** Start MATERIAL SHOWN **

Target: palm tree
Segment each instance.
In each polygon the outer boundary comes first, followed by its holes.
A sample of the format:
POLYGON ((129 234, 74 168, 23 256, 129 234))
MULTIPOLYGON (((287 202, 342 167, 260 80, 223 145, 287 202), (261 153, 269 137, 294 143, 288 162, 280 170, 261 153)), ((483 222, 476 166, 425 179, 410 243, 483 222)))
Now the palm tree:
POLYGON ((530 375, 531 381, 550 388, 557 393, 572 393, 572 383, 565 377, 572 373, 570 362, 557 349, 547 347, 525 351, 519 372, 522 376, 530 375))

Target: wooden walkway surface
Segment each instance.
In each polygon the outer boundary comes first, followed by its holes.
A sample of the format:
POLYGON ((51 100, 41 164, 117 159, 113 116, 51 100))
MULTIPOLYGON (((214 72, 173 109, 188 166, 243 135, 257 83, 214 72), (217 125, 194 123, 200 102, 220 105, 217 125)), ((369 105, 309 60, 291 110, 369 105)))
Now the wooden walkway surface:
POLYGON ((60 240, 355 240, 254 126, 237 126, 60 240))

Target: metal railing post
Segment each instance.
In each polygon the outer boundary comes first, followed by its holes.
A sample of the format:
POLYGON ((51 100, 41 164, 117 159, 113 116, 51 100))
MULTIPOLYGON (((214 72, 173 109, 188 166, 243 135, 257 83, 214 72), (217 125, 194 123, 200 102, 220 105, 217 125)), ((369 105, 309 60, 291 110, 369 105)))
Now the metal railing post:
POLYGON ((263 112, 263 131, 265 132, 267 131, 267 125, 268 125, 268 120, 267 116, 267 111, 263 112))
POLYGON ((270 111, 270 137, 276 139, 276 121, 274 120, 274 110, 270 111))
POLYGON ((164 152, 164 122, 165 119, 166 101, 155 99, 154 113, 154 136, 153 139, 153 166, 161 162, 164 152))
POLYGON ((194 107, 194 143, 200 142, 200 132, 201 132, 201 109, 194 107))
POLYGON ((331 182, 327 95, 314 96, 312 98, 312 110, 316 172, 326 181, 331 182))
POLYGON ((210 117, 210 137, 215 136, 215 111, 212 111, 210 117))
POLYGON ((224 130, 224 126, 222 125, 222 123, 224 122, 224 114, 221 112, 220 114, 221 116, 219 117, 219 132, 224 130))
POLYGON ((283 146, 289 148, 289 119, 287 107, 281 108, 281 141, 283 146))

** End MATERIAL SHOWN **

▶ _GIVEN EXERCISE_: Please quote the material from the line with "Target: metal railing post" up to and including the line with "POLYGON ((210 117, 210", reproducing each line word for word.

▶ _COMPLETED TASK_:
Target: metal railing post
Segment each instance.
In each polygon the outer boundary comes first, followed by its holes.
A sample of the format:
POLYGON ((51 100, 41 164, 117 159, 113 116, 51 100))
MULTIPOLYGON (((214 72, 173 109, 188 166, 243 135, 257 83, 214 72), (217 125, 194 123, 200 102, 220 105, 217 125)), ((369 105, 309 60, 291 110, 369 105)))
Now the metal railing post:
POLYGON ((263 112, 263 131, 265 132, 267 131, 267 125, 268 125, 268 120, 267 116, 267 111, 263 112))
POLYGON ((270 111, 270 137, 276 139, 276 121, 274 120, 274 110, 270 111))
POLYGON ((164 152, 164 122, 165 119, 166 101, 155 99, 154 113, 154 136, 153 139, 153 166, 161 162, 164 152))
POLYGON ((194 107, 194 143, 200 142, 200 132, 201 132, 201 109, 194 107))
POLYGON ((331 182, 327 95, 314 96, 312 98, 312 110, 316 172, 326 181, 331 182))
POLYGON ((210 117, 210 137, 215 136, 215 111, 212 111, 210 117))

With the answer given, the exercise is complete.